Some lines in the entries contain the word "building". Copy all of them.

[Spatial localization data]
★ ★ ★

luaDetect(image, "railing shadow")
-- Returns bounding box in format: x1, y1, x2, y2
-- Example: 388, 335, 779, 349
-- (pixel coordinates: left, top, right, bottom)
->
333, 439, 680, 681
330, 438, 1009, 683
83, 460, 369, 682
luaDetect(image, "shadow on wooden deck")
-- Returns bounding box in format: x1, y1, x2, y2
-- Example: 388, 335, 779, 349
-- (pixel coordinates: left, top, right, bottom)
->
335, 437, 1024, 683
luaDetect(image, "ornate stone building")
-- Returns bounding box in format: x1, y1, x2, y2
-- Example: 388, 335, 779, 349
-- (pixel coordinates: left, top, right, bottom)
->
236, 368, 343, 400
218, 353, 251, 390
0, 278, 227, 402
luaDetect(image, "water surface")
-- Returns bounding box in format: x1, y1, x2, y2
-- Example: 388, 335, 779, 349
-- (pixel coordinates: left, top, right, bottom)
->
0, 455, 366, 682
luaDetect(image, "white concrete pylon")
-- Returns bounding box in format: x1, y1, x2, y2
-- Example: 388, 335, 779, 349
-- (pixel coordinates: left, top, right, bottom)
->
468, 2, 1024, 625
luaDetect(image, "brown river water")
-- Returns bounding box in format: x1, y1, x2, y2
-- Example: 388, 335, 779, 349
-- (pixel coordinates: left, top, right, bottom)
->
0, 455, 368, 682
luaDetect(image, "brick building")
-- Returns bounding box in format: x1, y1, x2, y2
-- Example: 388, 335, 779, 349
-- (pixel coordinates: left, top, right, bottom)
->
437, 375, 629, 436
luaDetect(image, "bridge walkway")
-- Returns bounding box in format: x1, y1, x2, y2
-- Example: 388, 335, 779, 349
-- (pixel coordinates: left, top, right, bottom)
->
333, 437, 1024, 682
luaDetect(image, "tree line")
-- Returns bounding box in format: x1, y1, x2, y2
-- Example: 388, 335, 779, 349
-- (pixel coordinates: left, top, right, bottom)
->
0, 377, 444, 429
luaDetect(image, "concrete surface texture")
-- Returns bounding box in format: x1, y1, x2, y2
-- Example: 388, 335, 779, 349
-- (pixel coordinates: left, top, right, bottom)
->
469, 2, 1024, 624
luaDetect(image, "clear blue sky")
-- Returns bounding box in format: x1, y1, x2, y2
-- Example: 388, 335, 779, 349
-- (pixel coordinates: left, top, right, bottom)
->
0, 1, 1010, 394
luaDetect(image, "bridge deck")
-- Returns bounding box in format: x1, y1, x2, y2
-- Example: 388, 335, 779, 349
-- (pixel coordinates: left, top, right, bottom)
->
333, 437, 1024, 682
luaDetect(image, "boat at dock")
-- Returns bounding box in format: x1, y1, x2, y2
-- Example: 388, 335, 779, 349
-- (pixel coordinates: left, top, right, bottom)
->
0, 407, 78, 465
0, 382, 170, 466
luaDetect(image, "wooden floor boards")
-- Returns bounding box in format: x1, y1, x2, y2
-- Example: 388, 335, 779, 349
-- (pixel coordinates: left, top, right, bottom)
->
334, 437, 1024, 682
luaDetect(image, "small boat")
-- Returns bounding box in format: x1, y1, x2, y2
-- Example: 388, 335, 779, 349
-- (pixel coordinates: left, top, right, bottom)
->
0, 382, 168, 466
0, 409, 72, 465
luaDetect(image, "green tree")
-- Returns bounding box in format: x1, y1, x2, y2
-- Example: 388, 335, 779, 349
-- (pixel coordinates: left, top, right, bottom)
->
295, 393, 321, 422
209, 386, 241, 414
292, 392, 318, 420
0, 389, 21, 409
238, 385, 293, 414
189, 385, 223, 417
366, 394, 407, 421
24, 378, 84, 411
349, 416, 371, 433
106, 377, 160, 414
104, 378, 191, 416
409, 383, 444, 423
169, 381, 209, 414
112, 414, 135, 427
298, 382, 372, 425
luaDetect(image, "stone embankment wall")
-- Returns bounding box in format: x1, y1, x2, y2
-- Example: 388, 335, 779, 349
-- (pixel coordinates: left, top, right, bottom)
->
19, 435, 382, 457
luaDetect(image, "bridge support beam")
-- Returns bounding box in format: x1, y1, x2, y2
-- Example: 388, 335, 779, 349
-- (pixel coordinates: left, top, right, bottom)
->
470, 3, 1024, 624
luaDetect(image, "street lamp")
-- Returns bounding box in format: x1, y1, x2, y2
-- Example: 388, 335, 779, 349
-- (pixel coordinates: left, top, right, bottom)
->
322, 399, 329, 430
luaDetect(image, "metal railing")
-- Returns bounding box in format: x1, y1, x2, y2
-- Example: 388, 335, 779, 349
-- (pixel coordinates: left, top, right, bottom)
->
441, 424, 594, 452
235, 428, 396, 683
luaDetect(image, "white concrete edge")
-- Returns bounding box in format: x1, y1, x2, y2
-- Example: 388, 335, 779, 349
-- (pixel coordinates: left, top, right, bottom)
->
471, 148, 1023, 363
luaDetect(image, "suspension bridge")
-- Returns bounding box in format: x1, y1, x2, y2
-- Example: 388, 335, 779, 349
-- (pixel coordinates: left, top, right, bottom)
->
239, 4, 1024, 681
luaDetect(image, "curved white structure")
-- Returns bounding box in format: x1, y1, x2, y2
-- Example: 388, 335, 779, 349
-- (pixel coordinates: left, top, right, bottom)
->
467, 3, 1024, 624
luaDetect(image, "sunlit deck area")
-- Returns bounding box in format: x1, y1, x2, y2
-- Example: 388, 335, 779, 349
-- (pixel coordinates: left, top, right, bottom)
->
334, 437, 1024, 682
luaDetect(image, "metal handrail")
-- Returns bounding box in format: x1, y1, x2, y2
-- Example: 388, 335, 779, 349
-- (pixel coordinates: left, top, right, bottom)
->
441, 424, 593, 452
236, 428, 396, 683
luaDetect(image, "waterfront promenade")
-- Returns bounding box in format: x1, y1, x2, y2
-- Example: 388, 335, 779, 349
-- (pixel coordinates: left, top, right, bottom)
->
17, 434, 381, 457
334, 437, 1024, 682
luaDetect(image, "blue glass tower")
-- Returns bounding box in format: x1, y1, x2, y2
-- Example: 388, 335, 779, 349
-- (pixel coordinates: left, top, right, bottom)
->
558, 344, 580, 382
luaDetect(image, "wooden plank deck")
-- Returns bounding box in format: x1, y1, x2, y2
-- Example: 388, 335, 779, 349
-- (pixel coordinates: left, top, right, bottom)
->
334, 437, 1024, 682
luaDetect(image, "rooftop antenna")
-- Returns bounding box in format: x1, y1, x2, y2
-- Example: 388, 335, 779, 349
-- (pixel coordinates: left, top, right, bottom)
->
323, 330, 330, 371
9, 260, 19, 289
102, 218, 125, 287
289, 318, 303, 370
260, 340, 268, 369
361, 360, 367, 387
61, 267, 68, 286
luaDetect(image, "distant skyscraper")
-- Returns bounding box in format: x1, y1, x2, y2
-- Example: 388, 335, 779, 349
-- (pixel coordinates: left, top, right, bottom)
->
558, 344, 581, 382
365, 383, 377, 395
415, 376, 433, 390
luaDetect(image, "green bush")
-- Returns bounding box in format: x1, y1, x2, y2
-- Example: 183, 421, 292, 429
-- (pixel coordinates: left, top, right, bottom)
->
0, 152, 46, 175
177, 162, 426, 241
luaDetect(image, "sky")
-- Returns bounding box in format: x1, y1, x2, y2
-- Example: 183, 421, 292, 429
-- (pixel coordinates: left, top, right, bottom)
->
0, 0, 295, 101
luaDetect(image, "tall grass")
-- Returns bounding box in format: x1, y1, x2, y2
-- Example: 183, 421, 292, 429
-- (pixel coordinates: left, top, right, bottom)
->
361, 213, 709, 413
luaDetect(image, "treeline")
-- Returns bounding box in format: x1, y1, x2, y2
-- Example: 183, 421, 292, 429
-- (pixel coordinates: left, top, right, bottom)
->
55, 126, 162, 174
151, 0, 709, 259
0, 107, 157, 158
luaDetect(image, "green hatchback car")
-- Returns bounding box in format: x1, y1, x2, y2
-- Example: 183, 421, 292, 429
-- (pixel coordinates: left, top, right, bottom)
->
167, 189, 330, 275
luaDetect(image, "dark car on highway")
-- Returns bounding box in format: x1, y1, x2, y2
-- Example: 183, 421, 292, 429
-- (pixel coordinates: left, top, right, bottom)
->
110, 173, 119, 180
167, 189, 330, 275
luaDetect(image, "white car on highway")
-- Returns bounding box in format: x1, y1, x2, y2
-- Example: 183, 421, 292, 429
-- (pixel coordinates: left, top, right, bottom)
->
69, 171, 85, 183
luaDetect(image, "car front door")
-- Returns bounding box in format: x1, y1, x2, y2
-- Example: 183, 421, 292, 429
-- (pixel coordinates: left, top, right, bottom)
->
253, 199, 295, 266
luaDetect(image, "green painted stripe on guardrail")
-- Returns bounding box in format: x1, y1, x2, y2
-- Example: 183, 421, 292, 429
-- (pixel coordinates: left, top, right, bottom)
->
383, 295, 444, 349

★ ★ ★

## Result
luaDetect(image, "ornate stone building")
luaDetect(image, "brick building")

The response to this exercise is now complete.